■ **O que se pede**:
Pode reproduzir, sem nenhuma alteração, o trecho da entrevista que se abre com as palavras "Elda Alvarenga: Também" e se fecha com "mulheres e homens."?

■ **Texto fornecido**:
APOIE: Quais desafios estão colocados atualmente para as mulheres atuantes na área educacional, no seu entender?

Elda Alvarenga: Eu diria que avançamos muito. Nossa profissão não é mais vista como sacerdócio e missão, mas tem resquícios de toda essa história. Fomos ocupando os espaços como mulheres, subvertendo os lugares que o Estado e a Igreja esperavam de nós, mas ainda há condições a alcançar. Jane de Almeida diz que fizemos não só o que se esperava de nós. Mas precisamos ainda hoje de ações afirmativas constantes, para superarmos as contradições de nossos espaços profissionais, lidando com as representações sociais sobre nós mulheres, na escola e em toda a sociedade. Feminizar a educação não significa deixar de ter rigor e critério profissional, por exemplo. Neste tempo, em especial, da pandemia, feminizar significa valorizar a manutenção da vida, o cuidado com o outro. Qualquer instituição social precisa ter isso em mira. E isso tem variadas implicações para nós mulheres, que além de professoras, somos donas de casa, mães etc. Outro desafio é o debate permanente em torno da valorização do magistério, não só salarialmente, mas em todos os âmbitos, nas condições de trabalho, inclusive na liberdade de cátedra, tão fragilizada hoje. A questão da participação da mulher nos espaços de gestão ligados à educação também são espaços cada vez mais a serem ocupados. E, por fim, a importância de se registrar a história das mulheres e a história do magistério. Precisamos também caminhar mais nos registros históricos da realidade do magistério, uma contribuição também da minha pesquisa. Antônio Novoa fala que “Essa profissão precisa de se dizer e de se contar. É uma maneira de a compreender em toda a sua complexidade humana. É que ser professor abriga opções constantes, que cruzam a nossa maneira de ser com a nossa maneira de ensinar. Que desvendam na nossa maneira de ensinar a nossa maneira de ser”. Sou defensora da escola. A escola produz muita coisa bacana, mas não temos o cuidado de registrar. Isso acaba por contribuir com uma desvalorização da nossa profissão. As construções representativas e históricas impactam o nosso fazer na escola.

 

APOIE: Agradecemos sua participação, Elda, e a oportunidade de conhecer um pouco mais sobre seu trabalho. Você tem agora um espaço, então, para fazer as suas últimas considerações.

Elda Alvarenga: Também agradeço a oportunidade. É muito importante que o meu trabalho de pesquisa, de alguma forma seja devolvido à escola, especialmente a escola pública. Por último, queria enfatizar que o referencial que nos orienta nesse movimento das mulheres nunca é um movimento contra os homens, mas um movimento de equidade para todos. Buscamos a valorização e o respeito às mulheres, valorizando sua história. Isso nunca será contra os homens. Homens e mulheres merecem espaços igualitários na sociedade. Não somos melhores que os homens. Também não somos piores. Nossa luta não é contra eles. Os homens também têm suas dores, muitas vezes de terem pouco espaço reconhecido para demonstração de afeto, por exemplo. E isso é importante para todas e todos. Nossa luta acaba por beneficiar a todo o magistério, mulheres e homens.

[Trechos de um conjunto de dados]
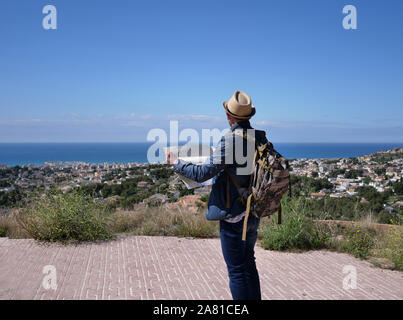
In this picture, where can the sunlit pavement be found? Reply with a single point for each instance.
(139, 267)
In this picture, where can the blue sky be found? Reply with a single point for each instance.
(113, 70)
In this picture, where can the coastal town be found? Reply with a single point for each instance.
(156, 184)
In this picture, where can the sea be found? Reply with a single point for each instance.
(12, 154)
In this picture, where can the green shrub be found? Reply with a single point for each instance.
(66, 217)
(160, 221)
(359, 242)
(296, 231)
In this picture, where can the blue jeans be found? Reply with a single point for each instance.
(240, 258)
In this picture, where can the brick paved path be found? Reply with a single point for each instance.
(178, 268)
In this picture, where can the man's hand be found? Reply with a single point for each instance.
(171, 158)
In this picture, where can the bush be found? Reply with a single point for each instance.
(297, 230)
(66, 217)
(159, 221)
(359, 242)
(390, 247)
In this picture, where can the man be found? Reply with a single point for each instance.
(224, 204)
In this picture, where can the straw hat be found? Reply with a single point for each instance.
(240, 106)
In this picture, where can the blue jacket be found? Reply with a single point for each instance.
(223, 157)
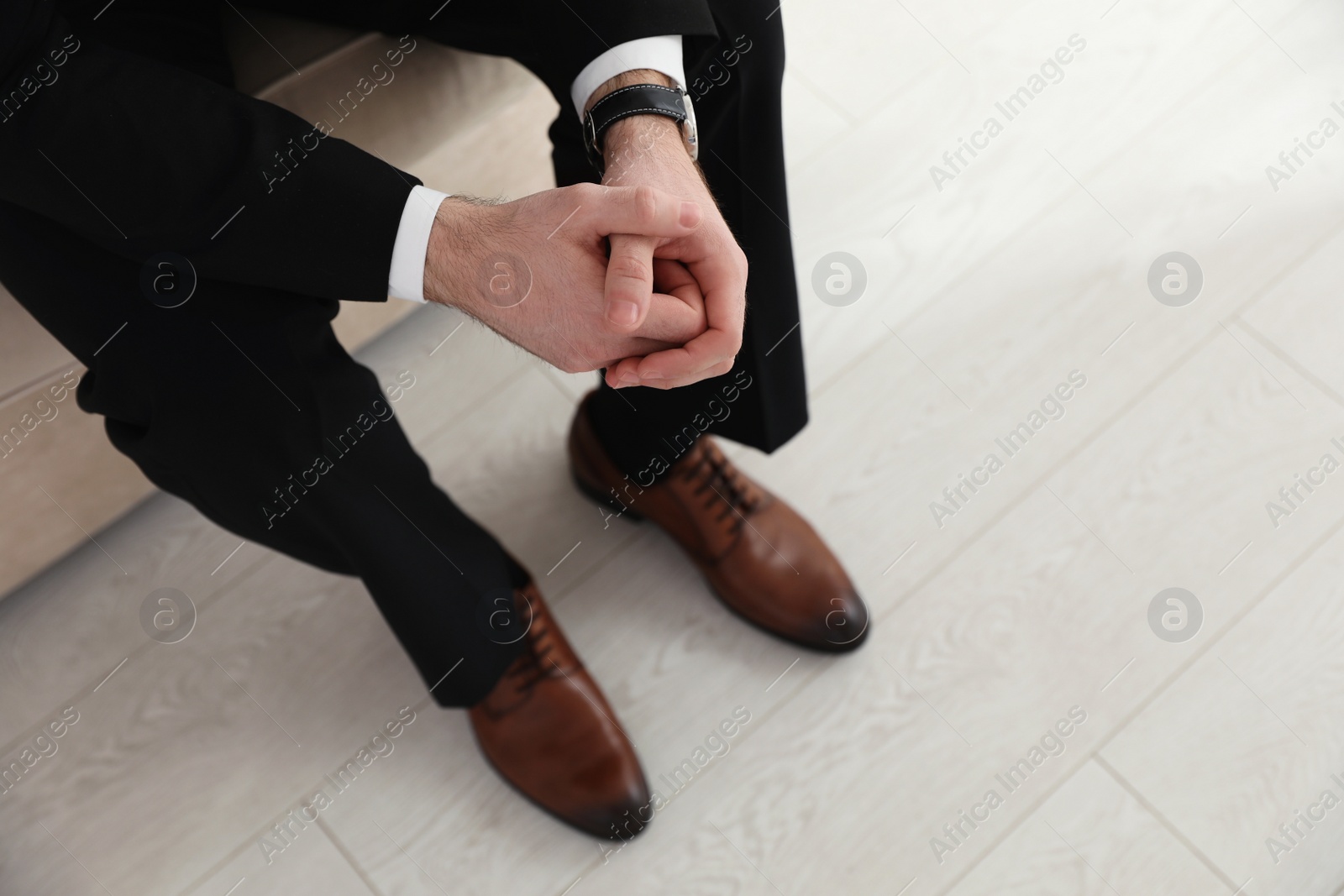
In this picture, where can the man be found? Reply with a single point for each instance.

■ **Resultado abaixo**:
Elda Alvarenga: Também agradeço a oportunidade. É muito importante que o meu trabalho de pesquisa, de alguma forma seja devolvido à escola, especialmente a escola pública. Por último, queria enfatizar que o referencial que nos orienta nesse movimento das mulheres nunca é um movimento contra os homens, mas um movimento de equidade para todos. Buscamos a valorização e o respeito às mulheres, valorizando sua história. Isso nunca será contra os homens. Homens e mulheres merecem espaços igualitários na sociedade. Não somos melhores que os homens. Também não somos piores. Nossa luta não é contra eles. Os homens também têm suas dores, muitas vezes de terem pouco espaço reconhecido para demonstração de afeto, por exemplo. E isso é importante para todas e todos. Nossa luta acaba por beneficiar a todo o magistério, mulheres e homens.